-------- Geëxtraheerde tekst --------
Met deze tweede nauwere samenwerking is binnen de EU voor de deelnemende lidstaten bescherming door een EU-eenheidsoctrooi tot stand gebracht. Dit EU-eenheidsoctrooi kan via één enkele aanvraag worden verkregen en is geldig voor alle deelnemende landen. Nationale bekrachtiging en vertaling zijn dan niet meer nodig. Het EU-eenheidsoctrooi maakt het op deze wijze makkelijker en goedkoper voor uitvinders en innovatieve bedrijven om octrooibescherming in de hele EU te genieten, stimuleert onderzoek en ontwikkeling en bevordert het Europese concurrentievermogen.
De lidstaten hebben bijna tien jaar lang geprobeerd om een eenheidsoctrooi in de hele EU in te voeren, maar de meningen bleven al die tijd te verdeeld. Vooral de taalkwesties, waarvoor een apart uitvoeringsinstrument werd ontworpen, bleken bijzonder controversieel. Spanje en Italië konden zich niet vinden in het feit dat het eenheidsoctrooi slechts wordt verleend in de officiële talen van het Europees Octrooibureau (EOB), te weten Duits, Engels en Frans. Deze landen hebben dan ook beroep ingesteld bij het EU-Hof tegen het NSP-machtigingsbesluit, maar waren hierin niet succesvol. Het Spaanse beroep tegen de NSP-uitvoeringsinstrumenten is eveneens door het EU-Hof verworpen. Italië neemt sinds 2015 deel aan het eenheidsoctrooi.
--------
-- Opdracht 1 --
Pas alstublieft de rijen hieronder aan door "coffee table leg" te vervangen door "table leg", zonder verder iets te wijzigen.
De tekst en de rijen zijn afkomstig uit verschillende bronnen.
-------- Brongegevens --------
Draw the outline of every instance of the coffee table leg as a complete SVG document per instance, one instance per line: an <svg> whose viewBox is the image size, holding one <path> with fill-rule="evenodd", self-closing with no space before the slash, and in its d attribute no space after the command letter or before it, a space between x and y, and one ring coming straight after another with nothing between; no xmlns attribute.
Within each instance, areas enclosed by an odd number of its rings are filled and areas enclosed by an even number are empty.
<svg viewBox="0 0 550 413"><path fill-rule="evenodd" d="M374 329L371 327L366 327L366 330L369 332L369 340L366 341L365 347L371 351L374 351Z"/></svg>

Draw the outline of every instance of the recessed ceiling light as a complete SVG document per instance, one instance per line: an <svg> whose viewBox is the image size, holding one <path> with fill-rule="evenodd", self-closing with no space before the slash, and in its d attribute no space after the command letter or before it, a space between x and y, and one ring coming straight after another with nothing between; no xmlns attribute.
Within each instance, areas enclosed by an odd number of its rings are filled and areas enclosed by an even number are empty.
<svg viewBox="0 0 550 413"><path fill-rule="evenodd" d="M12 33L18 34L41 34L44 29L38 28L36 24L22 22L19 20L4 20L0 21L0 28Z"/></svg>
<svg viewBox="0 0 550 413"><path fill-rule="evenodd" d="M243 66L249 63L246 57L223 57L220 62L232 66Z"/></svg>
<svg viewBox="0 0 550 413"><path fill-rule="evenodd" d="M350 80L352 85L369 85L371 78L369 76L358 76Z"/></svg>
--------
-- Opdracht 2 --
Schrijf de tekst over het EU-eenheidsoctrooi verder na de laatste zin.

-- Antwoord 1 --
Draw the outline of every instance of the table leg as a complete SVG document per instance, one instance per line: an <svg> whose viewBox is the image size, holding one <path> with fill-rule="evenodd", self-closing with no space before the slash, and in its d attribute no space after the command letter or before it, a space between x and y, and one ring coming straight after another with nothing between; no xmlns attribute.
Within each instance, areas enclosed by an odd number of its rings are filled and areas enclosed by an even number are empty.
<svg viewBox="0 0 550 413"><path fill-rule="evenodd" d="M374 329L371 327L366 327L366 330L369 332L369 340L366 341L365 347L371 351L374 351Z"/></svg>

Draw the outline of every instance of the recessed ceiling light as a complete SVG document per instance, one instance per line: an <svg> whose viewBox is the image size, holding one <path> with fill-rule="evenodd", self-closing with no space before the slash, and in its d attribute no space after the command letter or before it, a space between x and y, and one ring coming straight after another with nothing between; no xmlns attribute.
Within each instance, areas enclosed by an odd number of its rings are filled and areas enclosed by an even number are empty.
<svg viewBox="0 0 550 413"><path fill-rule="evenodd" d="M12 33L18 34L41 34L44 29L38 28L36 24L22 22L19 20L4 20L0 21L0 28Z"/></svg>
<svg viewBox="0 0 550 413"><path fill-rule="evenodd" d="M243 66L249 63L246 57L223 57L220 62L232 66Z"/></svg>
<svg viewBox="0 0 550 413"><path fill-rule="evenodd" d="M350 80L352 85L369 85L371 78L369 76L358 76Z"/></svg>

-- Antwoord 2 --
Nederland heeft een leidende rol gespeeld bij de totstandkoming van de nauwere samenwerking op octrooigebied. Het eenheidsoctrooi is erg gunstig voor het Nederlandse bedrijfsleven. Nederlandse bedrijven vragen jaarlijks veel octrooien aan en door het eenheidsoctrooi kunnen kosten worden bespaard en kan de rechtszekerheid van deze bedrijven worden verbeterd.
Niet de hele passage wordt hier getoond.